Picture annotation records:
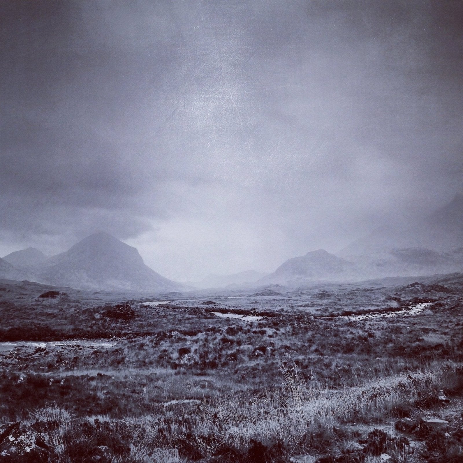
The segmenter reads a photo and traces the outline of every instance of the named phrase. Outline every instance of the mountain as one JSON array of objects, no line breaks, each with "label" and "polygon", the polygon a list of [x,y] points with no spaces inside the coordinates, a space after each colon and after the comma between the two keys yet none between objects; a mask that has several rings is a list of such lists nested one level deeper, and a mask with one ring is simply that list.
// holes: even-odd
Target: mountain
[{"label": "mountain", "polygon": [[288,259],[273,273],[261,278],[259,284],[269,283],[299,284],[317,280],[344,280],[355,274],[347,261],[323,249]]},{"label": "mountain", "polygon": [[5,280],[24,279],[26,275],[20,270],[15,268],[4,259],[0,258],[0,278]]},{"label": "mountain", "polygon": [[47,260],[47,256],[35,248],[28,248],[15,251],[3,259],[18,269],[25,269],[39,265]]},{"label": "mountain", "polygon": [[36,277],[39,282],[81,289],[158,292],[186,288],[145,265],[135,248],[104,232],[87,237],[50,257],[38,269]]},{"label": "mountain", "polygon": [[426,249],[448,252],[463,246],[463,194],[412,225],[383,227],[357,239],[338,254],[343,257]]},{"label": "mountain", "polygon": [[268,275],[267,273],[256,272],[254,270],[248,270],[231,275],[208,275],[200,282],[189,282],[188,284],[200,289],[221,288],[225,288],[230,285],[243,285],[254,283],[259,278],[262,278],[267,275]]}]

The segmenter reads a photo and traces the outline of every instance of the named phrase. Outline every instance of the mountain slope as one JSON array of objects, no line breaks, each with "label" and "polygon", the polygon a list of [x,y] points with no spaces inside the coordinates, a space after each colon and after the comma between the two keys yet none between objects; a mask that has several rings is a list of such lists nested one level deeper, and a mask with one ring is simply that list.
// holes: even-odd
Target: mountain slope
[{"label": "mountain slope", "polygon": [[343,257],[388,252],[405,248],[441,252],[463,246],[463,194],[412,226],[383,227],[349,244],[338,254]]},{"label": "mountain slope", "polygon": [[47,260],[47,257],[35,248],[28,248],[15,251],[5,256],[3,259],[18,269],[27,268],[39,265]]},{"label": "mountain slope", "polygon": [[80,289],[175,291],[185,289],[145,265],[135,248],[106,233],[84,238],[50,258],[38,281]]},{"label": "mountain slope", "polygon": [[188,283],[197,288],[205,289],[213,288],[225,288],[229,285],[241,285],[254,283],[259,278],[268,275],[254,270],[248,270],[231,275],[208,275],[200,282]]},{"label": "mountain slope", "polygon": [[300,283],[304,281],[344,280],[355,269],[350,263],[323,249],[288,259],[259,284]]},{"label": "mountain slope", "polygon": [[0,278],[22,280],[26,276],[24,272],[14,267],[9,262],[0,258]]}]

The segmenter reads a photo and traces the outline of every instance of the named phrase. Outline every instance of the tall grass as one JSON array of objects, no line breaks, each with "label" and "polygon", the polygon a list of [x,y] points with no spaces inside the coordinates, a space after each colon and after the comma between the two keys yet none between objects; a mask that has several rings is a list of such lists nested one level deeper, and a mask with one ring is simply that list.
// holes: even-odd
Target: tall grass
[{"label": "tall grass", "polygon": [[399,402],[413,401],[419,393],[440,384],[437,371],[396,375],[363,386],[326,391],[307,385],[297,373],[288,374],[279,391],[259,397],[242,394],[221,397],[209,405],[221,424],[221,437],[231,447],[250,439],[262,442],[300,439],[308,430],[339,422],[378,420]]}]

◆ **Task objective**
Rescale the polygon coordinates in the answers by 2.6, rounding each to a whole number with halves going up. Rewrite every line, starting with the line containing "of the tall" and going on through the final line of the entries, and leave all other text unchanged.

◆ **Correct response**
The segmenter reads a photo and traces the outline of every instance of the named phrase. Outline every instance of the tall grass as one JSON array of objects, no line breaks, each with "label" and "polygon", the polygon a list of [x,y] points with no spaces inside the coordinates, a space after each colon and after the comma between the two keys yet none between objects; a mask that has several rings is a list of such lists nested one level deeper, and a mask with one ring is simply that list.
// holes: even-odd
Target: tall grass
[{"label": "tall grass", "polygon": [[1037,1045],[1074,1043],[1089,1022],[1144,998],[1136,965],[1030,975],[944,1004],[848,1017],[798,1001],[772,970],[749,972],[725,1017],[673,1032],[629,1024],[575,1032],[543,1053],[575,1102],[575,1136],[601,1162],[650,1141],[681,1149],[780,1141],[801,1118],[881,1097],[983,1092]]}]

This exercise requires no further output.